**WRITTEN PROBLEM**
Quote the material exactly from the line that contains "Kindly outline every instance of the **man" through its last line. Any pictures are to be left out.

**DATA TO USE**
───

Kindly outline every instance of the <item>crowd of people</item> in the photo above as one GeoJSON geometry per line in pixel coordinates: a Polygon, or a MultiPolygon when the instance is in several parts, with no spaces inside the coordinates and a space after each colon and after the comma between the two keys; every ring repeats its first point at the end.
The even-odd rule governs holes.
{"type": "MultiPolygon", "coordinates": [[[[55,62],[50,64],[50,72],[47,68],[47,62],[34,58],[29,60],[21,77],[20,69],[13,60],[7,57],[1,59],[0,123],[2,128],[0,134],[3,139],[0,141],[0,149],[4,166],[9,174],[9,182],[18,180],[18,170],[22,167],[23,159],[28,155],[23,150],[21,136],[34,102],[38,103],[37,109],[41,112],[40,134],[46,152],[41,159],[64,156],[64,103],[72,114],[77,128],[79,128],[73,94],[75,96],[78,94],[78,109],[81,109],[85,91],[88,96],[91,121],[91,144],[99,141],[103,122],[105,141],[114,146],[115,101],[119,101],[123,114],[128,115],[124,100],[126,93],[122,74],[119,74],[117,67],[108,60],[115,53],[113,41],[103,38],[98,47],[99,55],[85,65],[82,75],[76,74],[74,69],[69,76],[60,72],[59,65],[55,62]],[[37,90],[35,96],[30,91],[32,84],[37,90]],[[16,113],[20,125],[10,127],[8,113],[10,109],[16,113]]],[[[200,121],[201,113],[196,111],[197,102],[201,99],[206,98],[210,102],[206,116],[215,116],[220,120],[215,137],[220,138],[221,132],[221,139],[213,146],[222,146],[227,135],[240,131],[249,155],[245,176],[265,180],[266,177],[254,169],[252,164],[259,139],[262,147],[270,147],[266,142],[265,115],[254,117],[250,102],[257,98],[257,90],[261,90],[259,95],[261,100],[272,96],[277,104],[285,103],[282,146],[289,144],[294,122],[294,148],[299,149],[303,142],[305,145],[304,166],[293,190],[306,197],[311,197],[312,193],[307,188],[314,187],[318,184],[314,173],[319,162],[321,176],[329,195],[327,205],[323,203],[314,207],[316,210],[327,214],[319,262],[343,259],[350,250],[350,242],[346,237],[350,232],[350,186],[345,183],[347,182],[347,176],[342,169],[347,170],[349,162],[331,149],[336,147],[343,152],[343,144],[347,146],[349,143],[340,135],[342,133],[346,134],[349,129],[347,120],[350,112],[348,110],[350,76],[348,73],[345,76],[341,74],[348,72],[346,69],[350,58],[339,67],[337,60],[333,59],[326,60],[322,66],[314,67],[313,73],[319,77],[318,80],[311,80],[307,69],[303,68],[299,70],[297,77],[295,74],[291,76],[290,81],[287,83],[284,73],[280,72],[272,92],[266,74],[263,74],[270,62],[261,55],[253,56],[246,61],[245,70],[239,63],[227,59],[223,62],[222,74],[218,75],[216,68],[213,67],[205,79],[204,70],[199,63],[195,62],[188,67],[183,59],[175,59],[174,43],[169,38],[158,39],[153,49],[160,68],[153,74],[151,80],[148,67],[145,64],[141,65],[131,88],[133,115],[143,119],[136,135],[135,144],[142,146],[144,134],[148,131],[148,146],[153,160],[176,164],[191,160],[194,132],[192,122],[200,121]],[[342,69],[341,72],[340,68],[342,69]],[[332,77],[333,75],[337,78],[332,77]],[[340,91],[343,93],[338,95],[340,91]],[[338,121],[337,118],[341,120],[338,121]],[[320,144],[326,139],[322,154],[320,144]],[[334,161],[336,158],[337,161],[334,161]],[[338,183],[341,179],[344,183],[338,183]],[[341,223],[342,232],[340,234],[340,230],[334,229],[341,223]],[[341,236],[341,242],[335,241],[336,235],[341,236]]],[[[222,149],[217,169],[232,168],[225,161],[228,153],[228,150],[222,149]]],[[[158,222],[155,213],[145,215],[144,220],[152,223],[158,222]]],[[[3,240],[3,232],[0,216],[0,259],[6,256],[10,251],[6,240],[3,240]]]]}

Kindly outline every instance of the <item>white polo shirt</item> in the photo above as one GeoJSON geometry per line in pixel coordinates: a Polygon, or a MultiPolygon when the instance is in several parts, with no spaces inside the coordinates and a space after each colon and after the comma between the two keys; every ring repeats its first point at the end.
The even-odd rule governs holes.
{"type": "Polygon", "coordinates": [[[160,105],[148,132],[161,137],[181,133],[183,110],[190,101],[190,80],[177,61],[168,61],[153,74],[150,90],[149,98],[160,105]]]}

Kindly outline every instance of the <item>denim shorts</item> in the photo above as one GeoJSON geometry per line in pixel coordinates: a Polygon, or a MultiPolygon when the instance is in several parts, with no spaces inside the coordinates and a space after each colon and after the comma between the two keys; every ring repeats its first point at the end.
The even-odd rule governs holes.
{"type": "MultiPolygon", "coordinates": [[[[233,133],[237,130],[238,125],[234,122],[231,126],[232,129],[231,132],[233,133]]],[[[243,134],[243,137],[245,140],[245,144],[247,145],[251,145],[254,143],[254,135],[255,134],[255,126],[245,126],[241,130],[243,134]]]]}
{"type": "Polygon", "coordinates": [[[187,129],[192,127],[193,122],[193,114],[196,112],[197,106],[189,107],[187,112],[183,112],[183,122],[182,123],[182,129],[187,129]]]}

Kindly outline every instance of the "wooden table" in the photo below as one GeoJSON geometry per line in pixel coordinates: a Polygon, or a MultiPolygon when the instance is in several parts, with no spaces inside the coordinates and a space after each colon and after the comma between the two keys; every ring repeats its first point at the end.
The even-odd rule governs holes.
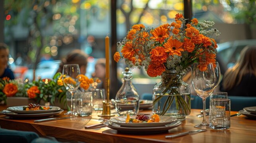
{"type": "MultiPolygon", "coordinates": [[[[0,110],[6,106],[0,106],[0,110]]],[[[189,135],[173,139],[165,136],[198,129],[193,126],[201,122],[203,118],[195,116],[200,110],[192,109],[192,113],[182,121],[182,125],[169,130],[168,132],[148,134],[131,134],[118,132],[107,127],[85,129],[86,125],[99,123],[102,120],[90,119],[107,119],[99,117],[95,112],[91,116],[76,117],[70,119],[35,123],[35,119],[16,119],[0,115],[1,128],[11,129],[34,131],[41,136],[54,137],[57,139],[80,141],[86,143],[256,143],[256,120],[243,115],[231,117],[231,127],[229,129],[217,131],[209,129],[206,131],[189,135]]],[[[66,111],[64,111],[65,112],[66,111]]],[[[143,110],[142,113],[151,113],[143,110]]],[[[231,112],[231,114],[236,112],[231,112]]],[[[56,117],[64,117],[63,113],[56,117]]],[[[207,119],[208,120],[208,119],[207,119]]],[[[209,121],[208,121],[209,122],[209,121]]]]}

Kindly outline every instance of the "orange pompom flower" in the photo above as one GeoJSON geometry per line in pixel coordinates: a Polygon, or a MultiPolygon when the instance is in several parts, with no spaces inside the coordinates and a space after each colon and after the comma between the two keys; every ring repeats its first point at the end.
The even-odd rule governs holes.
{"type": "Polygon", "coordinates": [[[198,20],[196,18],[193,18],[193,19],[191,20],[191,22],[192,22],[192,24],[193,24],[195,25],[196,25],[198,24],[198,20]]]}
{"type": "Polygon", "coordinates": [[[31,99],[35,98],[37,97],[37,94],[39,94],[40,93],[40,91],[38,89],[38,87],[37,86],[31,87],[28,89],[27,91],[27,93],[28,98],[31,99]]]}
{"type": "Polygon", "coordinates": [[[118,62],[119,61],[119,60],[121,58],[120,56],[120,53],[118,52],[116,52],[114,54],[114,60],[115,62],[118,62]]]}
{"type": "Polygon", "coordinates": [[[163,64],[156,65],[150,64],[148,67],[147,73],[149,76],[156,77],[160,75],[163,72],[165,71],[165,66],[163,64]]]}
{"type": "Polygon", "coordinates": [[[152,49],[149,53],[151,54],[150,56],[151,62],[154,64],[162,64],[166,62],[168,54],[162,47],[157,46],[152,49]]]}
{"type": "Polygon", "coordinates": [[[6,84],[3,90],[3,92],[7,97],[14,96],[18,92],[18,87],[17,85],[12,83],[6,84]]]}
{"type": "Polygon", "coordinates": [[[169,37],[168,29],[163,27],[156,28],[151,32],[151,34],[152,37],[150,39],[154,39],[156,41],[159,41],[160,44],[162,44],[166,38],[169,37]]]}
{"type": "Polygon", "coordinates": [[[176,54],[180,56],[181,51],[184,51],[182,48],[182,45],[183,43],[177,40],[172,40],[170,38],[163,46],[165,48],[165,52],[169,52],[169,55],[176,54]]]}
{"type": "Polygon", "coordinates": [[[132,41],[129,41],[127,42],[124,46],[123,47],[121,52],[122,56],[124,58],[127,58],[131,60],[131,58],[134,56],[134,54],[135,52],[139,50],[139,49],[134,49],[133,47],[132,41]]]}
{"type": "Polygon", "coordinates": [[[195,49],[195,44],[190,39],[185,38],[183,43],[183,47],[184,49],[188,52],[192,52],[195,49]]]}

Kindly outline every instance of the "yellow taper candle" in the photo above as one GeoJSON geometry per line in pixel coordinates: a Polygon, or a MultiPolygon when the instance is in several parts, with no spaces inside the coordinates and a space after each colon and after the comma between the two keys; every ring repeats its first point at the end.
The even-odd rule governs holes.
{"type": "Polygon", "coordinates": [[[106,78],[109,78],[109,38],[107,35],[105,38],[106,57],[106,78]]]}

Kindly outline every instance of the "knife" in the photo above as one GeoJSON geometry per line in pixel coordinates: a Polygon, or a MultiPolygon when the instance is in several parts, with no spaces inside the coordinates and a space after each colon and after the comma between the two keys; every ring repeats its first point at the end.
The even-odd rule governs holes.
{"type": "Polygon", "coordinates": [[[34,120],[34,123],[39,123],[39,122],[49,121],[54,121],[54,120],[58,120],[69,119],[70,118],[71,118],[73,117],[70,116],[70,117],[61,117],[61,118],[50,118],[37,120],[34,120]]]}
{"type": "MultiPolygon", "coordinates": [[[[209,115],[209,114],[210,113],[209,112],[205,113],[205,116],[209,115]]],[[[203,114],[199,114],[196,115],[196,116],[197,116],[197,117],[203,117],[203,114]]]]}
{"type": "Polygon", "coordinates": [[[182,133],[179,133],[172,135],[166,135],[165,136],[166,139],[172,139],[174,137],[180,137],[182,136],[188,135],[189,134],[195,134],[199,133],[201,132],[205,131],[207,131],[207,129],[199,129],[197,130],[194,130],[192,131],[186,131],[182,133]]]}

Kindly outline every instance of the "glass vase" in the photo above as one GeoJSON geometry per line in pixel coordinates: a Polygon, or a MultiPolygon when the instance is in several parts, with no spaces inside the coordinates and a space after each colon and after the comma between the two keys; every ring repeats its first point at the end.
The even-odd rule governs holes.
{"type": "Polygon", "coordinates": [[[153,113],[185,120],[190,114],[190,89],[182,78],[185,72],[166,70],[153,90],[153,113]]]}

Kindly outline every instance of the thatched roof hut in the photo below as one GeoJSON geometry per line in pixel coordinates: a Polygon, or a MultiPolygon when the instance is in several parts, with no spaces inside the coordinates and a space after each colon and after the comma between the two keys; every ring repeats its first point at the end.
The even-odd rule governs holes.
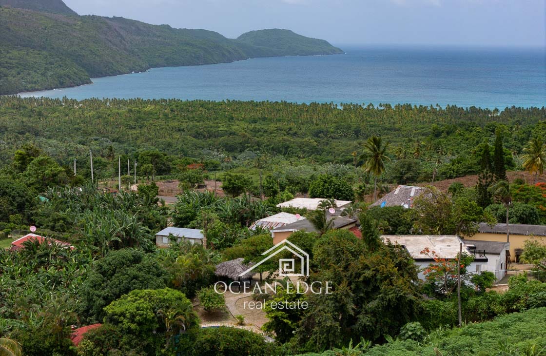
{"type": "Polygon", "coordinates": [[[215,274],[219,277],[227,277],[230,279],[236,280],[239,278],[250,279],[252,277],[252,273],[249,272],[242,276],[240,274],[252,266],[252,263],[245,264],[244,258],[236,258],[229,261],[222,262],[216,265],[216,271],[215,274]]]}

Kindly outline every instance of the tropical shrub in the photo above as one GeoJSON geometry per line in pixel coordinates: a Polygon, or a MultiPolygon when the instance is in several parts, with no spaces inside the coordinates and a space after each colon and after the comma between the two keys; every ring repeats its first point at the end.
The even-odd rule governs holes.
{"type": "Polygon", "coordinates": [[[204,288],[197,292],[197,298],[205,311],[224,311],[227,310],[224,295],[217,293],[214,287],[204,288]]]}

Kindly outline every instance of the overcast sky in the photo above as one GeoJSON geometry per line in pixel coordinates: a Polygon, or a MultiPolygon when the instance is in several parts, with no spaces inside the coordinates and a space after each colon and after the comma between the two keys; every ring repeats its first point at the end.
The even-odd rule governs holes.
{"type": "Polygon", "coordinates": [[[335,45],[546,46],[545,0],[65,0],[80,15],[121,16],[230,38],[288,28],[335,45]]]}

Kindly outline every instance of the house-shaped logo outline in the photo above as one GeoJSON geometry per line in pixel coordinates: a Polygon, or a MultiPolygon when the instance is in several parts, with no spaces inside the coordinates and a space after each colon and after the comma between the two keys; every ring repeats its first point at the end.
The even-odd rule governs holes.
{"type": "Polygon", "coordinates": [[[281,245],[284,245],[284,246],[282,246],[282,247],[281,247],[281,248],[279,248],[278,250],[277,250],[277,251],[276,251],[273,253],[271,253],[269,256],[268,256],[265,258],[263,259],[263,260],[262,260],[261,261],[260,261],[259,262],[258,262],[256,264],[254,265],[253,266],[252,266],[252,267],[251,267],[248,269],[247,269],[246,271],[245,271],[244,272],[241,273],[239,275],[239,276],[244,276],[245,275],[246,275],[246,274],[250,272],[252,270],[253,270],[256,267],[258,267],[259,265],[260,265],[262,263],[264,263],[266,261],[268,260],[270,258],[271,258],[273,256],[276,255],[277,253],[279,253],[281,251],[284,251],[284,250],[288,250],[288,251],[290,251],[290,252],[292,252],[292,253],[293,253],[294,254],[295,254],[296,256],[298,256],[298,257],[299,257],[300,259],[301,260],[301,273],[283,273],[283,272],[282,272],[282,266],[281,265],[280,265],[281,262],[282,262],[283,261],[284,262],[286,262],[287,259],[291,259],[293,261],[293,263],[295,264],[295,261],[294,261],[294,260],[293,258],[293,259],[282,259],[281,260],[279,261],[279,276],[296,276],[296,277],[301,277],[301,276],[308,276],[309,275],[309,254],[307,253],[307,252],[306,252],[305,251],[304,251],[304,250],[301,250],[301,248],[300,248],[298,246],[296,246],[294,244],[292,244],[292,242],[290,242],[288,240],[283,240],[282,241],[281,241],[280,242],[279,242],[277,245],[275,245],[274,246],[273,246],[271,248],[269,249],[268,250],[267,250],[265,252],[263,253],[262,254],[262,256],[264,256],[264,255],[266,255],[266,254],[269,253],[272,251],[273,251],[274,250],[275,250],[277,247],[279,247],[281,245]],[[289,246],[287,246],[286,245],[286,244],[288,244],[289,245],[289,246]],[[298,252],[296,252],[296,251],[295,251],[292,248],[290,248],[290,246],[292,246],[292,247],[294,247],[294,248],[296,250],[297,250],[299,252],[299,253],[298,253],[298,252]],[[303,255],[303,256],[302,256],[302,255],[303,255]]]}

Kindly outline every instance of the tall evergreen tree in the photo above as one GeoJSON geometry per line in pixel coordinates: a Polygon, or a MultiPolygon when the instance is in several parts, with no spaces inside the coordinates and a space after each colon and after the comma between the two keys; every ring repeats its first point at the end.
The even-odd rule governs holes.
{"type": "Polygon", "coordinates": [[[482,171],[478,175],[478,182],[476,186],[476,203],[482,207],[485,207],[492,203],[492,194],[489,189],[494,181],[493,164],[491,161],[489,144],[486,142],[485,143],[483,150],[482,151],[480,167],[482,171]]]}
{"type": "Polygon", "coordinates": [[[493,156],[493,168],[495,181],[508,181],[506,167],[505,167],[504,149],[502,147],[502,134],[498,128],[495,132],[495,151],[493,156]]]}
{"type": "Polygon", "coordinates": [[[493,168],[493,164],[491,162],[491,153],[489,151],[489,144],[486,142],[484,143],[482,159],[480,160],[480,167],[482,171],[485,169],[491,170],[493,168]]]}

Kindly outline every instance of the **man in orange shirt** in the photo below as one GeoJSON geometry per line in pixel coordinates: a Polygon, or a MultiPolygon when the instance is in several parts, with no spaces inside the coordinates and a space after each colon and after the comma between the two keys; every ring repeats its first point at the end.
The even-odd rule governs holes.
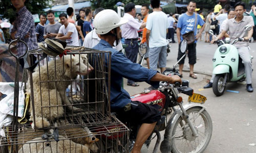
{"type": "MultiPolygon", "coordinates": [[[[147,16],[148,15],[148,11],[150,11],[149,6],[147,4],[143,4],[141,6],[141,14],[143,16],[143,23],[146,22],[146,19],[147,18],[147,16]]],[[[141,40],[141,44],[144,44],[147,46],[147,51],[145,55],[145,59],[146,60],[146,64],[147,65],[147,68],[150,69],[150,59],[148,59],[148,52],[150,52],[150,48],[148,47],[148,44],[146,42],[146,29],[144,28],[143,33],[142,33],[142,40],[141,40]]]]}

───

**RIGHT ANSWER**
Kindly outline every instance of the **man in orange shirt** in the photo below as one GeoJSON geometry per line in pixel coordinates: a Polygon, or a MultiPolygon when the instance is in several parts, with no spaces inside the coordinates and a space after each colon and after the comma between the two keys; every ring repeats its first point at the end.
The even-odd rule governs holes.
{"type": "MultiPolygon", "coordinates": [[[[147,16],[148,15],[148,11],[150,11],[149,6],[147,4],[143,4],[141,6],[141,14],[143,16],[143,23],[146,22],[146,19],[147,18],[147,16]]],[[[141,40],[141,44],[144,44],[147,46],[147,51],[145,55],[145,59],[146,60],[146,64],[147,65],[147,68],[150,69],[150,59],[148,59],[148,52],[150,52],[150,48],[148,47],[148,44],[146,42],[146,29],[144,28],[143,33],[142,33],[142,40],[141,40]]]]}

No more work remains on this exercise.